# Task prompt
What is needed is an exact retyping of the records below, from the first line through the line that contains "Target: woman's ponytail".

======== Source data

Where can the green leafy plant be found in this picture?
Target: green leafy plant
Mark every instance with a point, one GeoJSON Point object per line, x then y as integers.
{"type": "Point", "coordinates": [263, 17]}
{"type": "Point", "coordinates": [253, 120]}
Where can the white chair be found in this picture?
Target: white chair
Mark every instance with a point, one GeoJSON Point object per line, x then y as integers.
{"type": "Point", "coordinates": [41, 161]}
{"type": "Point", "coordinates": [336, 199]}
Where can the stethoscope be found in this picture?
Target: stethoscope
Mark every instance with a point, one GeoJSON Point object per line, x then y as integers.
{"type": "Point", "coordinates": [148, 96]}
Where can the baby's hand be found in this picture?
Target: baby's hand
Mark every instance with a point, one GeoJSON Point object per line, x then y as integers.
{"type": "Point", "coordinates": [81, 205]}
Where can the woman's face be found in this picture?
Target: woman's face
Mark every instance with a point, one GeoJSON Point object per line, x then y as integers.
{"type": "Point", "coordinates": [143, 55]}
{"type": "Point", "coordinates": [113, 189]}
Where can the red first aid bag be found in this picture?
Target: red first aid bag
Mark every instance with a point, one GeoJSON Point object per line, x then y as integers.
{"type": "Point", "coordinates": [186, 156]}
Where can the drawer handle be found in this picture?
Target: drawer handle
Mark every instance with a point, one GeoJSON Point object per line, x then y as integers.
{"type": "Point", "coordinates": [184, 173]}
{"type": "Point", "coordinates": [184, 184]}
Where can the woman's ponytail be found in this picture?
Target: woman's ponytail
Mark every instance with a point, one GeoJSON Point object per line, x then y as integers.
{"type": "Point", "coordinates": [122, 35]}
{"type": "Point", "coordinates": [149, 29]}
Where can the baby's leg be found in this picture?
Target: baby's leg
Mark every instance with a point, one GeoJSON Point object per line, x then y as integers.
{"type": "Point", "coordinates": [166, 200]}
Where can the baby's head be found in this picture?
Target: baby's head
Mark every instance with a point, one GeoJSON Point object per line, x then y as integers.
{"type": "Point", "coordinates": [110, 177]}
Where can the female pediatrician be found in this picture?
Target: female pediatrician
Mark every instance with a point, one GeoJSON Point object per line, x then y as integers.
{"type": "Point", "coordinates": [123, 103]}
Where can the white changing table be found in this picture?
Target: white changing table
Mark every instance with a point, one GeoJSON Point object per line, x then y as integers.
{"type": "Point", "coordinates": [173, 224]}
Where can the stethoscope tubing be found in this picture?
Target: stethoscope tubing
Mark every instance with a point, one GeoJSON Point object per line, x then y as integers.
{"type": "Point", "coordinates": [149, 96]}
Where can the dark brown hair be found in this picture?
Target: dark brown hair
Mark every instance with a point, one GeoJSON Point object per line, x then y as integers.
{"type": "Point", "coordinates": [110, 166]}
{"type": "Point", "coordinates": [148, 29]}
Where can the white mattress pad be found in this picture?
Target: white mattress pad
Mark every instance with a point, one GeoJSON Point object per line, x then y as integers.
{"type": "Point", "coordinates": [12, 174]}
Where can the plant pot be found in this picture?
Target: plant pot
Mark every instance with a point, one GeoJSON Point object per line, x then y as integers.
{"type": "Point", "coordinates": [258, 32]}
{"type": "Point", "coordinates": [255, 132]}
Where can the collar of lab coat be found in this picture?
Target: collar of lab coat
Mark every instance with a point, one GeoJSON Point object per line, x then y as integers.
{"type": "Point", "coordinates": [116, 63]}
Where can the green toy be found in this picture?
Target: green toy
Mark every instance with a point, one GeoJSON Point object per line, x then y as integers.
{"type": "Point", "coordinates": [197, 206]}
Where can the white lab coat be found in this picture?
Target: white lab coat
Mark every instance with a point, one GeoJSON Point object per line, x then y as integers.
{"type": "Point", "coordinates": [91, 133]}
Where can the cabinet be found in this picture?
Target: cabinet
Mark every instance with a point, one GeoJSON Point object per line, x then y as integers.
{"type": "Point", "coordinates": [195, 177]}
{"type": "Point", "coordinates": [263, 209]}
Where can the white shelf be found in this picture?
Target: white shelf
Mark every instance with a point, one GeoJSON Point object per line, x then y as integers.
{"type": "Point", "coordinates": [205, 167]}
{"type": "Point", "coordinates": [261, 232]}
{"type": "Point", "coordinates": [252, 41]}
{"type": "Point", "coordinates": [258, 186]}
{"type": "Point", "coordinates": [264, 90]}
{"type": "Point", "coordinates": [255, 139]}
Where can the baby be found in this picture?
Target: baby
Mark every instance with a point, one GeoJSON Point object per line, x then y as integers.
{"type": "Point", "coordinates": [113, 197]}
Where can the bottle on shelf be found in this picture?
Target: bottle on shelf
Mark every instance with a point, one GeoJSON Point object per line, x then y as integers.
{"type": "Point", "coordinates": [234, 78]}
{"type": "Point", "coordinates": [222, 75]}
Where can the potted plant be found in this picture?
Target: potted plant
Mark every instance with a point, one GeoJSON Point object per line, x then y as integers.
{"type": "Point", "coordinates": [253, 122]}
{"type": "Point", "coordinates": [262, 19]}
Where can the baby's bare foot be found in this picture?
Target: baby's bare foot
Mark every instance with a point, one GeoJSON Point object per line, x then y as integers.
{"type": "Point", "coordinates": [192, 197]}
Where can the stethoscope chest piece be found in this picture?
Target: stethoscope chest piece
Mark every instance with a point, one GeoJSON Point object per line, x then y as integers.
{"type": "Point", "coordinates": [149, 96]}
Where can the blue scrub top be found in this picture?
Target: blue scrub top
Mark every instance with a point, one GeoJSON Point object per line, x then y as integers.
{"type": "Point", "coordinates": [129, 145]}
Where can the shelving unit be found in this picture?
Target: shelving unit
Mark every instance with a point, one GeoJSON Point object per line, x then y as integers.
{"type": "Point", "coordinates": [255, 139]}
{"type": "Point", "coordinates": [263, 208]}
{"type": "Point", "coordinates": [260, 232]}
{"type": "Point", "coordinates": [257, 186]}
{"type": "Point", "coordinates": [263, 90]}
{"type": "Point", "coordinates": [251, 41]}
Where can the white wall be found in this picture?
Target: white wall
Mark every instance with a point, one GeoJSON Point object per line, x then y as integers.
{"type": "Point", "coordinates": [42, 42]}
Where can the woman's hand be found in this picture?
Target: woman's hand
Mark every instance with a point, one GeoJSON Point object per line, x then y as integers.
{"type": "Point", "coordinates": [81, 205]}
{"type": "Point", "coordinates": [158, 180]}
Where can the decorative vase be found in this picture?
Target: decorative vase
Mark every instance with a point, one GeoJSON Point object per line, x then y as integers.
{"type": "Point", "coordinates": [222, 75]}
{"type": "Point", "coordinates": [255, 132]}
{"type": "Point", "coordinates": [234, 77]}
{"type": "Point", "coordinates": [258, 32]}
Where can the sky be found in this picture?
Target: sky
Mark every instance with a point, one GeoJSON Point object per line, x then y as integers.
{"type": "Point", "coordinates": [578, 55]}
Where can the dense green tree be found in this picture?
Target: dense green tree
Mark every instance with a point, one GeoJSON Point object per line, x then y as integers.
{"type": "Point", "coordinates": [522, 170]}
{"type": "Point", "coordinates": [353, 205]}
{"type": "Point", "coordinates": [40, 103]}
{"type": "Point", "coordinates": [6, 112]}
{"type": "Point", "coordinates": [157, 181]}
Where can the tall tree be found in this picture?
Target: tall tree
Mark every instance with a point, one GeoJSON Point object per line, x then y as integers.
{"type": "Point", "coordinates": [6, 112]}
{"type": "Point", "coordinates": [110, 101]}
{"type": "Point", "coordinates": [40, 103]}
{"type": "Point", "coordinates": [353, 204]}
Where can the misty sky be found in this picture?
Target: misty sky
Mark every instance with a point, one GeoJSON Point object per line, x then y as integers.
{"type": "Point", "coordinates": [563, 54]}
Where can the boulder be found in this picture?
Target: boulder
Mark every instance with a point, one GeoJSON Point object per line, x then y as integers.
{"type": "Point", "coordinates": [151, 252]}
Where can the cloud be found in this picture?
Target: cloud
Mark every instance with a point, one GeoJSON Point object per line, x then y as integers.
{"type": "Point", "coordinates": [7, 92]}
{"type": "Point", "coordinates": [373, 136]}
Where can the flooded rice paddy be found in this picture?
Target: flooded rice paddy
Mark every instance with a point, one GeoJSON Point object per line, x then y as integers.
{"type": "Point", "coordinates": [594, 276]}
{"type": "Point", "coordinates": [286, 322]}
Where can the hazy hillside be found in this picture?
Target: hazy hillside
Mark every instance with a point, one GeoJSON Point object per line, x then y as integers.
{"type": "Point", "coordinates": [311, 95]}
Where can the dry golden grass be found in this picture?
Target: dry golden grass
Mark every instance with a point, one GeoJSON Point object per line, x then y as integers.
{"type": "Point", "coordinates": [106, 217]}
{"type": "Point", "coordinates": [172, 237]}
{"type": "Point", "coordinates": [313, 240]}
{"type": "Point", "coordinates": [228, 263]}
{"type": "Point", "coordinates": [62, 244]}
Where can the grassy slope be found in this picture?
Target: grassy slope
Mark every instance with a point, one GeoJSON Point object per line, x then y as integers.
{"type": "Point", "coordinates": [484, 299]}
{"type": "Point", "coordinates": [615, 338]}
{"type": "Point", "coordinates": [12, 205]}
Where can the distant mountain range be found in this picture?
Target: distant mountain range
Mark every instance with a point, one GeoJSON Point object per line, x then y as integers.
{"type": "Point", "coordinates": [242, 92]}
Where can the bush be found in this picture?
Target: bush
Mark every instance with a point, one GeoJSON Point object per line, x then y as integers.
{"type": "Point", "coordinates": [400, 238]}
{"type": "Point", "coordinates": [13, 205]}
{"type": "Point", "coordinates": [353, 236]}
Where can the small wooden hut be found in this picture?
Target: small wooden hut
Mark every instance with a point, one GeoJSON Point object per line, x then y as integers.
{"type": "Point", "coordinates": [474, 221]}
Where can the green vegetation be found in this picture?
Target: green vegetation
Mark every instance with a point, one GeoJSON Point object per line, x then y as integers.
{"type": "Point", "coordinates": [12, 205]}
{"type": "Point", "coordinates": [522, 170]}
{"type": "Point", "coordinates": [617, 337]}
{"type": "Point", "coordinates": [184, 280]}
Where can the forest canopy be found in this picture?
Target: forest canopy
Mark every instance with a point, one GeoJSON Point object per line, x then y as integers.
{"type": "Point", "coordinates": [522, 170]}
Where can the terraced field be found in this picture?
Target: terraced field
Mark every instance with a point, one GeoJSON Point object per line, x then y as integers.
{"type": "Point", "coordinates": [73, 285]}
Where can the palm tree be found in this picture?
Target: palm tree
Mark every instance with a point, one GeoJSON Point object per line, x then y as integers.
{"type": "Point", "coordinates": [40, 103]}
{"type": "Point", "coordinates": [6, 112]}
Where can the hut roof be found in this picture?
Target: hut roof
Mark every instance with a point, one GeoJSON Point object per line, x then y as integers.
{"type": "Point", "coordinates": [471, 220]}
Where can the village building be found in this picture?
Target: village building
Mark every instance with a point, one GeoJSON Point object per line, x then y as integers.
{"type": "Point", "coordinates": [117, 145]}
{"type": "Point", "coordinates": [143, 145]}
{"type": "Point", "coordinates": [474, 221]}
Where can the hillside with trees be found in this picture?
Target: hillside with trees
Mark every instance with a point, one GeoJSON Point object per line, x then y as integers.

================

# Answer section
Where can the green leafy plant be found in this picture?
Target: green leafy plant
Mark every instance with a point, one GeoJSON Point object per line, x then y as integers.
{"type": "Point", "coordinates": [263, 17]}
{"type": "Point", "coordinates": [253, 120]}
Where can the white chair be found in this picture?
Target: white chair
Mark every instance with a point, one GeoJSON Point object per line, x then y as integers.
{"type": "Point", "coordinates": [41, 161]}
{"type": "Point", "coordinates": [336, 199]}
Where can the stethoscope be found in this picture?
Target: stethoscope
Mark every instance with a point, one GeoJSON Point object per line, x then y as integers.
{"type": "Point", "coordinates": [148, 96]}
Where can the baby's hand be found in this picture?
Target: baby's hand
Mark every instance with a point, one GeoJSON Point object per line, x then y as integers.
{"type": "Point", "coordinates": [81, 205]}
Where can the woman's face be found in this picture?
Target: woman's face
Mark every instance with a point, one GeoJSON Point object per line, x then y as integers.
{"type": "Point", "coordinates": [143, 55]}
{"type": "Point", "coordinates": [113, 189]}
Where can the red first aid bag be found in this picture?
Target: red first aid bag
Mark every instance with a point, one GeoJSON Point object per line, x then y as integers.
{"type": "Point", "coordinates": [186, 156]}
Where can the drawer handle be found in this picture?
Target: drawer handle
Mark every instance with a point, one GeoJSON Point object per line, x then y as integers.
{"type": "Point", "coordinates": [184, 173]}
{"type": "Point", "coordinates": [184, 184]}
Where can the woman's ponytail be found in this picture?
Target: woman's ponytail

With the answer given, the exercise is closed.